### Given problem
Collect every line of the listing that contains the word "signage" and copy each one out in full.

### Information supplied
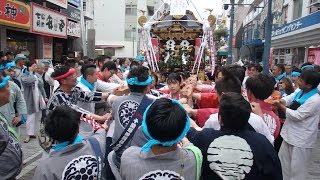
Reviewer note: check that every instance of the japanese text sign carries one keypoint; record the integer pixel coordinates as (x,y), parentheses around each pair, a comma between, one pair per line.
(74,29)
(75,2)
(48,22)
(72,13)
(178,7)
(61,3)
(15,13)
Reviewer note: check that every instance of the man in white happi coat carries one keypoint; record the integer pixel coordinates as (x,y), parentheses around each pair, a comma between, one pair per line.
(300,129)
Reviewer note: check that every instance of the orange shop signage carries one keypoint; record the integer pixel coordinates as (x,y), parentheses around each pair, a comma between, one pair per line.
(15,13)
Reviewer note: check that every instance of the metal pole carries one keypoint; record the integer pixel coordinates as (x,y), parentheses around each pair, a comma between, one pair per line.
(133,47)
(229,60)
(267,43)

* * *

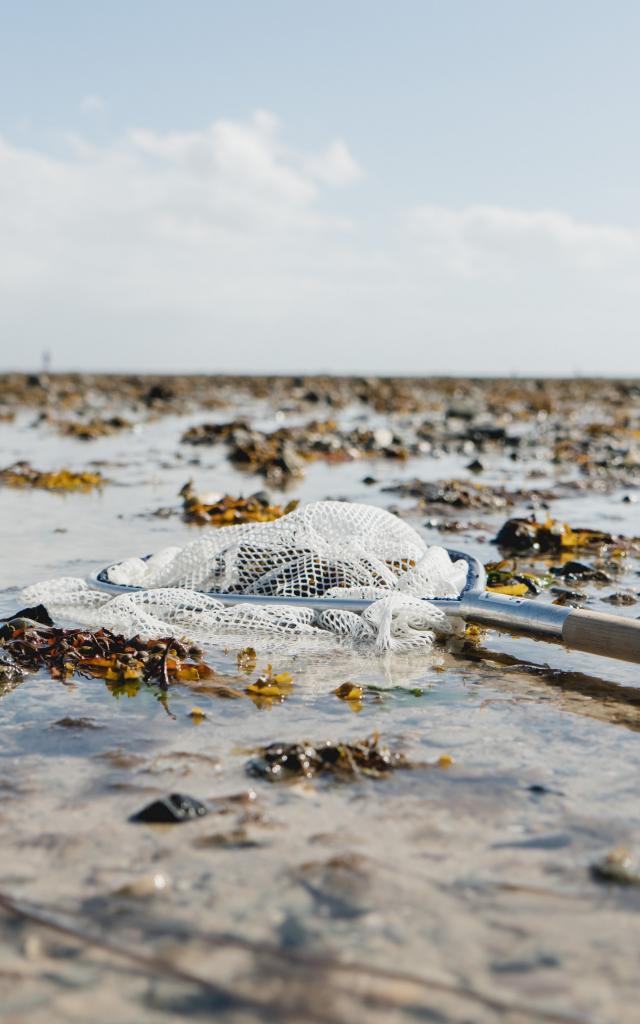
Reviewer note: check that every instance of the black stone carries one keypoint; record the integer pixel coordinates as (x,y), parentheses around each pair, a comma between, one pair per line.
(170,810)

==

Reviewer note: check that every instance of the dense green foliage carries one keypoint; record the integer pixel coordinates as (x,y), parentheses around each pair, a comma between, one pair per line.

### Solution to this task
Reviewer note: check that every instance of the orange shop signage carries one keypoint; record the integer pixel coordinates as (x,y), parentheses around each pair, a comma between, one pair per line.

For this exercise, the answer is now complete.